#### What needs to be done
Rewrite the lines below, changing every instance of "pixel coordinates" to "image coordinates" and leaving everything else untouched.
━━━━━ Stored rows ━━━━━
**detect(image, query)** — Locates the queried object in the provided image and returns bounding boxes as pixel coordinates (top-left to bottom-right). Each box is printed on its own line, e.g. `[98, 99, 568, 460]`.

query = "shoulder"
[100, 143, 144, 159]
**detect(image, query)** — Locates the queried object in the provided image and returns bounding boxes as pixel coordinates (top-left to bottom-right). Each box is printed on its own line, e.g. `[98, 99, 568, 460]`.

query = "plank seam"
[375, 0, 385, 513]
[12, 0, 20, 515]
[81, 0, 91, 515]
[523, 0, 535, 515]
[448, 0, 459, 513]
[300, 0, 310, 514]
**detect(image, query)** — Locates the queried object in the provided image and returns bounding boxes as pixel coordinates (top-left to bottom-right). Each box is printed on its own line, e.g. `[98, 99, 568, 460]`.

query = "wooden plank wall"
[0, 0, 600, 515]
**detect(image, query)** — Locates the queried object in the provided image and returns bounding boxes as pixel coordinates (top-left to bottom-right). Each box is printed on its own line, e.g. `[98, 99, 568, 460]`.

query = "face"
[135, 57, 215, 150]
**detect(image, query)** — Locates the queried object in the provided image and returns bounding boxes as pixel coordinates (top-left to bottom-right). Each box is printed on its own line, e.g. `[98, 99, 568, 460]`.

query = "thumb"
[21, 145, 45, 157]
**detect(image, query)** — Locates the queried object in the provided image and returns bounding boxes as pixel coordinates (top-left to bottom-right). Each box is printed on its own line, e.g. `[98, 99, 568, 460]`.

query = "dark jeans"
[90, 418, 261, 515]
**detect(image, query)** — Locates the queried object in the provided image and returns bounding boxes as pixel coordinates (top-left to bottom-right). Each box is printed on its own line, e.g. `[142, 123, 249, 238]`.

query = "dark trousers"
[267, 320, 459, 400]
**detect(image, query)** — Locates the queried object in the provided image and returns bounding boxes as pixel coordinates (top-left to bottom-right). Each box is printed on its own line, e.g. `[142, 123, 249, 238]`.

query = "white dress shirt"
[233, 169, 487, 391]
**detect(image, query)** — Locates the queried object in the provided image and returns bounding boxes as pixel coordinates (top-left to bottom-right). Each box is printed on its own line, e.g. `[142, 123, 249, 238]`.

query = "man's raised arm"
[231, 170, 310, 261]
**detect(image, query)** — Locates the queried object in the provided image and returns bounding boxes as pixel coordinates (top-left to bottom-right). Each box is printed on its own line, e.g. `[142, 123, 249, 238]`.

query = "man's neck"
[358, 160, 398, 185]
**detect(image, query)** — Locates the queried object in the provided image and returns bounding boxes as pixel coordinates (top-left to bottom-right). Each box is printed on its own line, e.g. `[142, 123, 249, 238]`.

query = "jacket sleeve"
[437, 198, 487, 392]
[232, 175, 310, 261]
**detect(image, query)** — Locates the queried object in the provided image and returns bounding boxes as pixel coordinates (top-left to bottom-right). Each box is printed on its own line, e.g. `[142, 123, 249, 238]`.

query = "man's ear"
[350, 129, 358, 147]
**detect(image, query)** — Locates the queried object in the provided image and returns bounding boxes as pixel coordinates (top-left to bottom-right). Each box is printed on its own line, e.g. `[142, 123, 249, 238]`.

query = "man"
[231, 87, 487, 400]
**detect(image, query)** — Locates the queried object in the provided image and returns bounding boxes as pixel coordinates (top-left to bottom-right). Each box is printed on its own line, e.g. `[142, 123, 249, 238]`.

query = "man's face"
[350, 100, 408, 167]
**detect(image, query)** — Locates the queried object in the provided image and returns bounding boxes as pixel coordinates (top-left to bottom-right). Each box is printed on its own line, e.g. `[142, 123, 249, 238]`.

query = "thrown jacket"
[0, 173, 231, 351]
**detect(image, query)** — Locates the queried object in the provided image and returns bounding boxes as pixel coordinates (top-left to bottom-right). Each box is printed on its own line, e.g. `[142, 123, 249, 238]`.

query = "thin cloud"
━━━━━
#### Correct response
**detect(image, query)** — Locates the queried object in the provided image and returns bounding boxes as image coordinates (top-left to bottom-right). Each box is printed on its own line, e.g. `[98, 99, 568, 460]`.

query = "shoulder"
[100, 143, 144, 159]
**detect(image, query)** — Locates the queried object in the provided image and returns bounding boxes as image coordinates (top-left to bottom-right). Each box is printed on its own line, e.g. `[98, 99, 568, 460]`.

query = "plank seam"
[375, 0, 385, 513]
[12, 0, 20, 515]
[81, 0, 91, 515]
[523, 0, 535, 515]
[448, 0, 459, 513]
[300, 0, 310, 514]
**detect(image, query)** — Locates the queried object in the provided image and returns bounding boxes as image coordinates (top-left to bottom-right). Each box is printed on its own line, e.g. `[98, 99, 568, 460]`.

query = "wooden plank wall"
[0, 0, 600, 515]
**detect(image, query)** — Locates the queried object in the provided image and returns bounding boxes as image coordinates (top-left to bottom-right). Each box is printed on its own line, e.g. `[98, 99, 568, 460]`.

query = "face"
[135, 57, 215, 150]
**detect(image, query)** — Locates the queried object in the provided image and returns bounding boxes as image coordinates (top-left to bottom-right). Each box is printed on its own line, e.g. `[98, 99, 568, 460]`.

query = "thumb"
[21, 145, 45, 157]
**detect(image, query)** — Locates the queried object in the provided image and returns bounding boxes as image coordinates (top-left to bottom-right). Each box is printed on its own line, e.g. `[98, 99, 568, 460]`.

query = "dark jeans"
[90, 418, 261, 515]
**detect(image, query)** — Locates the queried object in the provided image and returns bounding boxes as image coordinates (top-left to bottom-right). Each box is printed on its own line, e.g. `[142, 123, 249, 238]`.

query = "dark trousers"
[267, 320, 459, 400]
**detect(image, query)** — Locates the queried object in the provided image and returns bounding boxes as image coordinates (top-left to bottom-right). Each box is printed on its own line, e.g. `[142, 123, 249, 238]`.

query = "white dress shirt"
[233, 169, 487, 391]
**detect(image, query)** — Locates the queried object in the provided image and returns bounding boxes as image coordinates (top-left to bottom-right). Each box is printed on its own line, e.g. `[142, 123, 249, 238]`.

query = "man's raised arm"
[231, 170, 310, 261]
**detect(image, query)** — Locates the queried object in the provided image and returns bounding boxes as image coordinates (top-left to bottom-right). Each box is printed on its own line, e.g. `[142, 123, 249, 238]`.

query = "man's neck"
[358, 160, 398, 185]
**detect(image, query)** — Locates the queried object in the provided image and returns bounding boxes as image coordinates (top-left to bottom-right). Each box is printed on its own line, e.g. `[142, 123, 249, 238]`.

query = "jacket sleeve"
[437, 198, 487, 392]
[232, 175, 310, 261]
**detect(image, query)** — Locates the queried object in the provided image and returns bounding boxes as image coordinates (top-left to bottom-right). Each box is printed on its own line, e.g. `[142, 123, 249, 238]`.

query = "man's ear"
[350, 129, 358, 147]
**detect(image, query)** — Locates the queried object in the provided image and returns bounding boxes as image coordinates (top-left to bottom-right). Each box is printed on its own line, e.g. `[142, 123, 249, 238]`.

query = "man"
[231, 87, 487, 400]
**detect(image, query)** — Locates the queried object in the provided image and returns bounding boxes as image coordinates (top-left to bottom-right). Each box is printed on its own line, e.g. `[142, 123, 249, 238]`.

query = "man's face"
[350, 100, 408, 167]
**detect(image, query)** — Locates the queried object in the provided image and returns bounding boxes as image coordinates (top-left to bottom-right). Each box is printed on its own line, e.g. `[142, 123, 249, 238]`.

query = "thrown jacket"
[0, 173, 231, 351]
**detect(image, query)** — Locates the queried object in the provided image and returns bounding boxes as image coordinates (top-left to bottom-right). Each box is printed on its own line, e.g. `[142, 123, 249, 238]`.

query = "thin cloud"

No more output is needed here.